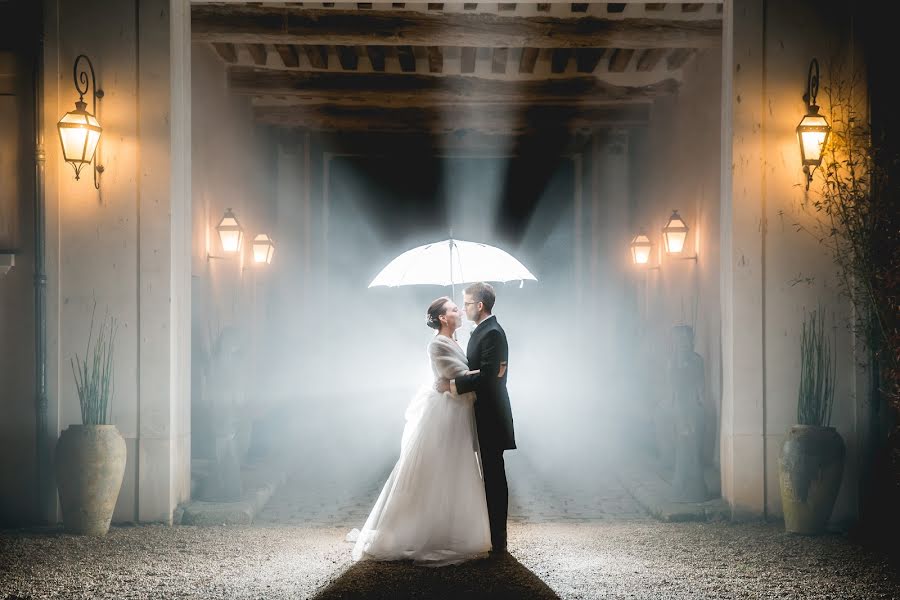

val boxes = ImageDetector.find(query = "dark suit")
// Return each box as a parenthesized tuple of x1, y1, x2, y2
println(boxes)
(454, 315, 515, 551)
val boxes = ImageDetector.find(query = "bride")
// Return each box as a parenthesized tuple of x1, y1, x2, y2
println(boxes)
(348, 297, 491, 566)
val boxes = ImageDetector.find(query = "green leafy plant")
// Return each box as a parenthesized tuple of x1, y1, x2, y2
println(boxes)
(70, 303, 118, 425)
(797, 67, 898, 410)
(798, 308, 836, 427)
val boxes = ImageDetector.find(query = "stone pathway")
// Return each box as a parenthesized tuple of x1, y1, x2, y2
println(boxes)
(255, 446, 647, 528)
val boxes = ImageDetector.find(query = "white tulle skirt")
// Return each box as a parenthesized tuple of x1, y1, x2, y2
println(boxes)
(348, 384, 491, 566)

________________________________________

**Task directions**.
Reproduce the data above in full, exactly as it is, with the pictures left out.

**Response to the task**.
val boxes = ImageDetector.find(query = "dark suit")
// Return each box as a parenthesized tuple of x1, y1, x2, y2
println(boxes)
(454, 315, 515, 551)
val boxes = ImageDetector.find(query = "bride")
// Return each box as a parenthesized tuple of x1, y1, x2, y2
println(boxes)
(348, 297, 491, 566)
val boxes = ImageDetector.find(query = "green leafy plant")
// Return each box as a parenthesized tuple of x1, y1, x2, y2
println(boxes)
(70, 303, 118, 425)
(797, 67, 898, 410)
(798, 308, 836, 427)
val boxes = ImageDetector.find(query = "stone pathway")
// Return each box as a parenthesized tuple of x1, y1, x2, y2
println(boxes)
(255, 446, 647, 528)
val boxes = ImageDetector.find(query = "white tulle skirt")
// Return each box as a parenthesized tuple of x1, y1, x2, y2
println(boxes)
(348, 384, 491, 566)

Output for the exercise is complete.